Copy the records below from their first line through the line containing "Target: wolf ear", both ends included, reproducing every line without change.

• _Data entries_:
——

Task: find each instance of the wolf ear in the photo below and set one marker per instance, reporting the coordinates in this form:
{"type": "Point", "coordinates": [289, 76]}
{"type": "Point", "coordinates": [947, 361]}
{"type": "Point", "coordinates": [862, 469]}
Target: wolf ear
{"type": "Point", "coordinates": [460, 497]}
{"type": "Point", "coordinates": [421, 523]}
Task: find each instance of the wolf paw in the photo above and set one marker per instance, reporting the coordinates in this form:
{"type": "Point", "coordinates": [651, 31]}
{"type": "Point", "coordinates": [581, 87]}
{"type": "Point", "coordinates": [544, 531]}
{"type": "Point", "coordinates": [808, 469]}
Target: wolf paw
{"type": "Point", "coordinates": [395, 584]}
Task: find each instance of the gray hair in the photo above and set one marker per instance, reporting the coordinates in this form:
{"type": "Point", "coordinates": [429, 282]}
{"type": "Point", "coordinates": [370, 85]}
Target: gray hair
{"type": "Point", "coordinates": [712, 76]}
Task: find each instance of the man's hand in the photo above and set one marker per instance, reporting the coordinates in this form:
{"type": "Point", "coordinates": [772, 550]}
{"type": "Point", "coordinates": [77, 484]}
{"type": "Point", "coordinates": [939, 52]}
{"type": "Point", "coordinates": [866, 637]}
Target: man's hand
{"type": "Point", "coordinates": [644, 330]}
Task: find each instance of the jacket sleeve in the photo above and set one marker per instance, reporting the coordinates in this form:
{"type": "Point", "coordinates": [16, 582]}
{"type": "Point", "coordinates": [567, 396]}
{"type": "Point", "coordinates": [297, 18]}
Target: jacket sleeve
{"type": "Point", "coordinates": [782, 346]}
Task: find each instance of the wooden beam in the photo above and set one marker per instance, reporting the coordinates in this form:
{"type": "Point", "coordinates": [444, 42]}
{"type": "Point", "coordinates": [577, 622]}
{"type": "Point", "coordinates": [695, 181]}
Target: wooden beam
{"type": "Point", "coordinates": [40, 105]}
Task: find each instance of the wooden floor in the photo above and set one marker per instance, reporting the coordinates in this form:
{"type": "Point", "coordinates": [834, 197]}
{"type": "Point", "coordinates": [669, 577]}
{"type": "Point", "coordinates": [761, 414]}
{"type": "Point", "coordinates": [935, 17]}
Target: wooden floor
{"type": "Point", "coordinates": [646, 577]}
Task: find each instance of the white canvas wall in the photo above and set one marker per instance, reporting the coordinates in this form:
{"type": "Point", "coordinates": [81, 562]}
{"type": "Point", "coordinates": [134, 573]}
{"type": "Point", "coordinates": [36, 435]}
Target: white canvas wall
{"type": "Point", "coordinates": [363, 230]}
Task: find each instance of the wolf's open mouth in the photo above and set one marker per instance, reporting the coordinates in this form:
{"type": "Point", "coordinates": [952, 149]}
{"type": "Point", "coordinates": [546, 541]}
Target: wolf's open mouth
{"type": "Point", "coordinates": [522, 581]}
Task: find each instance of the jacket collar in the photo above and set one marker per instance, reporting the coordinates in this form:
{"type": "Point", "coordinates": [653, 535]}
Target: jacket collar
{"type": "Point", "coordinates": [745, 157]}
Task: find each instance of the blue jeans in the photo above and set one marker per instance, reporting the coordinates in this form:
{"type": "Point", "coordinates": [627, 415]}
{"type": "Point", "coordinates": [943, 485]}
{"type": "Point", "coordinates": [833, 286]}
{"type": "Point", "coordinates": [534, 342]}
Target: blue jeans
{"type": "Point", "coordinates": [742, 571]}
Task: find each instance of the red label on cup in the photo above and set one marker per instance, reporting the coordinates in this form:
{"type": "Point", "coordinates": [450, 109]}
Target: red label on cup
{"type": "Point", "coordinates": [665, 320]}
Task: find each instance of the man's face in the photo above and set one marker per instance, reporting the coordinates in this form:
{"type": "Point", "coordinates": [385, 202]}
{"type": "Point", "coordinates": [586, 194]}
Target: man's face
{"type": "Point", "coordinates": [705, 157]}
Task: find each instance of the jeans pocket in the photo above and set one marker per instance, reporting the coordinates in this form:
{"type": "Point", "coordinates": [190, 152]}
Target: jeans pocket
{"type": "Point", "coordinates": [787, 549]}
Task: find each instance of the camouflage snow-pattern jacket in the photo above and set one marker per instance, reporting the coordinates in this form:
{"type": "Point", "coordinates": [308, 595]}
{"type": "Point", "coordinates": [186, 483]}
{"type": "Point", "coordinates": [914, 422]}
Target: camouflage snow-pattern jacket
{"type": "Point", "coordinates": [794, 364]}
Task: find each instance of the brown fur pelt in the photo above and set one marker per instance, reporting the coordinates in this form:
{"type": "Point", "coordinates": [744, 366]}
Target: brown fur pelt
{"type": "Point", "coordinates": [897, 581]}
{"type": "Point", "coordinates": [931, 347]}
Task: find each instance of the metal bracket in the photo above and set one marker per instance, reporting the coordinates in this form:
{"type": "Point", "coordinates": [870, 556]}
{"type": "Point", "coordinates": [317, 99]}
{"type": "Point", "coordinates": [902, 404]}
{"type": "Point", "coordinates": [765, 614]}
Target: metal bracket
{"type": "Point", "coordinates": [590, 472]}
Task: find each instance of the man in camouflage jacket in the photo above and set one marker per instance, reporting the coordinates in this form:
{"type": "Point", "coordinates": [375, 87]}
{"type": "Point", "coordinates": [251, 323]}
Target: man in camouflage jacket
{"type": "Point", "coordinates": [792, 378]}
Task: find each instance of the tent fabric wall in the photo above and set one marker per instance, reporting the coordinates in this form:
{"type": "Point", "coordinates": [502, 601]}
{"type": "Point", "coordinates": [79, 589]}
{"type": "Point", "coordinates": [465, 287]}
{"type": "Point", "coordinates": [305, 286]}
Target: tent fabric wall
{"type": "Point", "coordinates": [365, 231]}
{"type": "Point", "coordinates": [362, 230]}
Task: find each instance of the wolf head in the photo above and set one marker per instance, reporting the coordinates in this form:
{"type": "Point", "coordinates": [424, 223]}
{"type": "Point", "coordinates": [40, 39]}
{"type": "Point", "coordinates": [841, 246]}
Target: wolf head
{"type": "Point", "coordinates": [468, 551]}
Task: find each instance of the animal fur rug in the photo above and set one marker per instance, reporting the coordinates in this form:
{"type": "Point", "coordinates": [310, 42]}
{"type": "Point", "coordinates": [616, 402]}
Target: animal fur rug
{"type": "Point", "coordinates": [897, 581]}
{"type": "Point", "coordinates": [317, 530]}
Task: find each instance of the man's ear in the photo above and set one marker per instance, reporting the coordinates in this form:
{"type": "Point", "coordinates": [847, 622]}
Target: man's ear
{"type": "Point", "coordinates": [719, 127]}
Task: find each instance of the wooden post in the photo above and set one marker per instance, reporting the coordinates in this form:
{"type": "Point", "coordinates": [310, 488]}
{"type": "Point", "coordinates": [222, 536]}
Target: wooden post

——

• _Reply to the exercise_:
Task: find each instance of the wolf ear in the photo below and set one marker per instance, reporting the coordinates in this form:
{"type": "Point", "coordinates": [289, 76]}
{"type": "Point", "coordinates": [947, 361]}
{"type": "Point", "coordinates": [862, 469]}
Target: wolf ear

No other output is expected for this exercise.